▸ **Excerpt to read**
★ ★ ★ ★

SUMMARY: Ishmael describes the sorry state of existing whale scholarship, and goes on to describe every type of whale, from the gigantic sperm whale to the smallest porpoise. He breaks them into three categories based on sizes of books: folio, octavo, and duodecimo, from largest to smallest. After all that, he states that this too is inadequate, and only the barest foundation for what could follow.


The chapter starts off with Ishmael addressing the existing scholarship of whales. Rattling off a long list of authors, and noting how few of them have even seen a living whale. The problem is that the people who experience whaling are not writers. The rough and tumble crowd that generally crews whaling ships are not wont to sit down and write a book about it, except for a rare few like Scoresby or Beale. And they mostly write about the Greenland whale, which is the one that used to be the main target, before the creation of the modern sperm whale fishery.

★ ★ ★ ★

▸ **Source excerpt**
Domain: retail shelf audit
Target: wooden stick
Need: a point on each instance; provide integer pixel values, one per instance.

★ ★ ★ ★

▸ **To be done**
Copy out the whole summary of the whale scholarship chapter word for word.

▸ **Solution for this exercise**
SUMMARY: Ishmael describes the sorry state of existing whale scholarship, and goes on to describe every type of whale, from the gigantic sperm whale to the smallest porpoise. He breaks them into three categories based on sizes of books: folio, octavo, and duodecimo, from largest to smallest. After all that, he states that this too is inadequate, and only the barest foundation for what could follow.


The chapter starts off with Ishmael addressing the existing scholarship of whales. Rattling off a long list of authors, and noting how few of them have even seen a living whale. The problem is that the people who experience whaling are not writers. The rough and tumble crowd that generally crews whaling ships are not wont to sit down and write a book about it, except for a rare few like Scoresby or Beale. And they mostly write about the Greenland whale, which is the one that used to be the main target, before the creation of the modern sperm whale fishery.